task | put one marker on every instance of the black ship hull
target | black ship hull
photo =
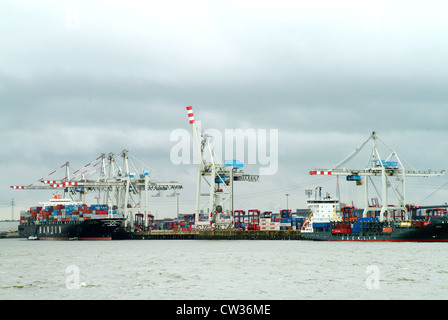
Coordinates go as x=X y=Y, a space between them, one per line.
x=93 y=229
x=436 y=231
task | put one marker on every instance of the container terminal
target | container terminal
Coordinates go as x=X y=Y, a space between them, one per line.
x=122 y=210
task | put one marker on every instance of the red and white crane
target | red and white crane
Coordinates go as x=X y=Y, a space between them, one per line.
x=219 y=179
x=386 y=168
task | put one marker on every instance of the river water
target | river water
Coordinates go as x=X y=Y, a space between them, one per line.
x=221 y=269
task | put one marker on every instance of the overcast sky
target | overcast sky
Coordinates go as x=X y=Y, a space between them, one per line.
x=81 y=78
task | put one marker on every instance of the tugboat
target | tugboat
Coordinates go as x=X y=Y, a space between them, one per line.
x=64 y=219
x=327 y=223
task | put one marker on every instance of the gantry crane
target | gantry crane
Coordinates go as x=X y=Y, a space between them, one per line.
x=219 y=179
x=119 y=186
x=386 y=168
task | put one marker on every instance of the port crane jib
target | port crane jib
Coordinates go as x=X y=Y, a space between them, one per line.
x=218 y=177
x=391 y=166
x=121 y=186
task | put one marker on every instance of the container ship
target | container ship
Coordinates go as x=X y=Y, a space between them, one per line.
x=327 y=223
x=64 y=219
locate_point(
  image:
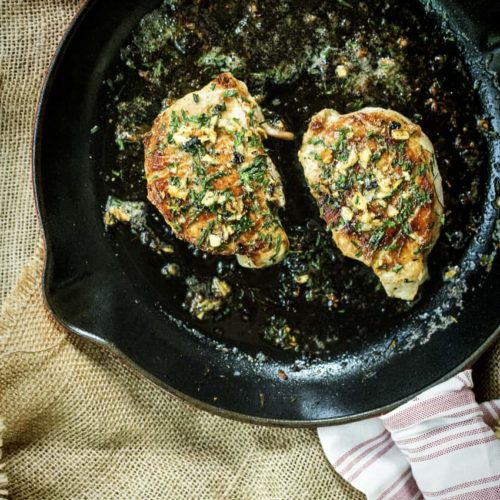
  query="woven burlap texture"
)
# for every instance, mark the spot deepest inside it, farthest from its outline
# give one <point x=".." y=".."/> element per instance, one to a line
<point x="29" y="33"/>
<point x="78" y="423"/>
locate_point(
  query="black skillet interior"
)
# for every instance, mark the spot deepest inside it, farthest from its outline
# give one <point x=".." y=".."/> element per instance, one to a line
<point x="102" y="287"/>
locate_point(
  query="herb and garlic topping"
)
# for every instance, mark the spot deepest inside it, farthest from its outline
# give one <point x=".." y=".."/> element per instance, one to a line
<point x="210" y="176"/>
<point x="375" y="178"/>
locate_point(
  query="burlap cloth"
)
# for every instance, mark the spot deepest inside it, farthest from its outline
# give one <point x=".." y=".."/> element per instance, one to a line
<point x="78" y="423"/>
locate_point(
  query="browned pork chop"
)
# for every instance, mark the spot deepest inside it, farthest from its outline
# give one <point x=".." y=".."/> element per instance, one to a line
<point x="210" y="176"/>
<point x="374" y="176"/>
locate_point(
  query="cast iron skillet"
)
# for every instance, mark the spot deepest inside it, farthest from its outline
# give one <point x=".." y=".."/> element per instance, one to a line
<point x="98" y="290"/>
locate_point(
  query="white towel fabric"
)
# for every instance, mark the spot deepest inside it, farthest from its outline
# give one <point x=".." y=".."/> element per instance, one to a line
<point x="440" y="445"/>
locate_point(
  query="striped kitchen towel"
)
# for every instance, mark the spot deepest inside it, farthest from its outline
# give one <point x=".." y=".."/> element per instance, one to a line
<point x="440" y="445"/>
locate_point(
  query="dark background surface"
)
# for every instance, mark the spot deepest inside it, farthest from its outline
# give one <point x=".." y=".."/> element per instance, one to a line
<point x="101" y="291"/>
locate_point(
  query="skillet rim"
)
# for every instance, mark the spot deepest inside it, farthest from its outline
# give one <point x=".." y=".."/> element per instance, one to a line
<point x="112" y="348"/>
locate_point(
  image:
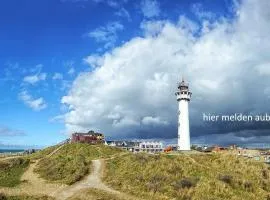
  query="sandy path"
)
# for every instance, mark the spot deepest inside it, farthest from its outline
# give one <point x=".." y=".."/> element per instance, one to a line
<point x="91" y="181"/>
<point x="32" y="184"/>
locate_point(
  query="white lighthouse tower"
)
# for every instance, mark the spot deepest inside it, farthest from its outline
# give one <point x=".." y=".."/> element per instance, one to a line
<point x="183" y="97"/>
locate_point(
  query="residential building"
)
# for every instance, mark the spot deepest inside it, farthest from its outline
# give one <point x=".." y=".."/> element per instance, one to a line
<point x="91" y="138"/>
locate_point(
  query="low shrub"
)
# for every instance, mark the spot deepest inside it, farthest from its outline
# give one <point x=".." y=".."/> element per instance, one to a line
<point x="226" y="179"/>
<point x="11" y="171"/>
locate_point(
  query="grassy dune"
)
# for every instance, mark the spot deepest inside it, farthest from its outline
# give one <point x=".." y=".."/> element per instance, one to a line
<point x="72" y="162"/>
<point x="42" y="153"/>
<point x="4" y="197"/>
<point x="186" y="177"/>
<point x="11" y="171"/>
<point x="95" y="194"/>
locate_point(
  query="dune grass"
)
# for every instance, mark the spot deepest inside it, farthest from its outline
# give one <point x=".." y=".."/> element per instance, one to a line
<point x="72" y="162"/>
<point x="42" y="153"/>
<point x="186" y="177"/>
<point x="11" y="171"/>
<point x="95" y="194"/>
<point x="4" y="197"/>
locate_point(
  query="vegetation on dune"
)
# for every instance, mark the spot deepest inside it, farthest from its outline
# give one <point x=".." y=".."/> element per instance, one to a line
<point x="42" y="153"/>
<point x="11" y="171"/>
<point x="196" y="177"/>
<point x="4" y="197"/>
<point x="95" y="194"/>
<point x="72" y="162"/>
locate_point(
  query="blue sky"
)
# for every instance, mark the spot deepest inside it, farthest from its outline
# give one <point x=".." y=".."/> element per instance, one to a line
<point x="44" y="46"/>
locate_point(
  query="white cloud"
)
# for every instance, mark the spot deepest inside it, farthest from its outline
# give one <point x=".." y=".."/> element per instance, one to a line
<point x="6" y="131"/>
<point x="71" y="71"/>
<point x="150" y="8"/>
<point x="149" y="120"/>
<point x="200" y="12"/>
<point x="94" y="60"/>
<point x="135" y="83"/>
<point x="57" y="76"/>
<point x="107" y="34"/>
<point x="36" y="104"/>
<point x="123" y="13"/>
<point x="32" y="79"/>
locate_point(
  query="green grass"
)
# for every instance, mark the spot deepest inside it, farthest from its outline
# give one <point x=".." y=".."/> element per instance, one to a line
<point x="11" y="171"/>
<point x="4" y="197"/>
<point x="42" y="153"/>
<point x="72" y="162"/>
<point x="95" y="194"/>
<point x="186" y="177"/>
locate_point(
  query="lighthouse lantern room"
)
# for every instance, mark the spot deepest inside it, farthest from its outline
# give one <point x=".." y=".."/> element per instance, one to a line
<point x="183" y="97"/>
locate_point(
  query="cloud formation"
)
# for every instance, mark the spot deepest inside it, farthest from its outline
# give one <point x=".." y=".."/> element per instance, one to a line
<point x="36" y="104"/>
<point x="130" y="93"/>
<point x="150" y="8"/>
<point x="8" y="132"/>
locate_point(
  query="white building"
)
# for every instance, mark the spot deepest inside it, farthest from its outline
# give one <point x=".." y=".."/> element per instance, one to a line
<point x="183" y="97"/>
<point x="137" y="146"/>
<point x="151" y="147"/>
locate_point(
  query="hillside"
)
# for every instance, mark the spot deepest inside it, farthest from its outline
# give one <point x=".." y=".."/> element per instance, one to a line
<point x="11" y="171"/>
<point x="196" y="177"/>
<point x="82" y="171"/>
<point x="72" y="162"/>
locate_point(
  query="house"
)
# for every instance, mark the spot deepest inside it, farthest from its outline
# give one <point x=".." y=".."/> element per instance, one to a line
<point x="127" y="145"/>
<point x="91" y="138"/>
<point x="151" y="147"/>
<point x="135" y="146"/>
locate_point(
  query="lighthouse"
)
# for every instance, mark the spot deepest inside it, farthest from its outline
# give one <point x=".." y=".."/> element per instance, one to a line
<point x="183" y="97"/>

* What you should do
Copy all lines in the listing above where the string "hull" appears.

* Solution to the exercise
task | put one marker on every instance of the black ship hull
target | black ship hull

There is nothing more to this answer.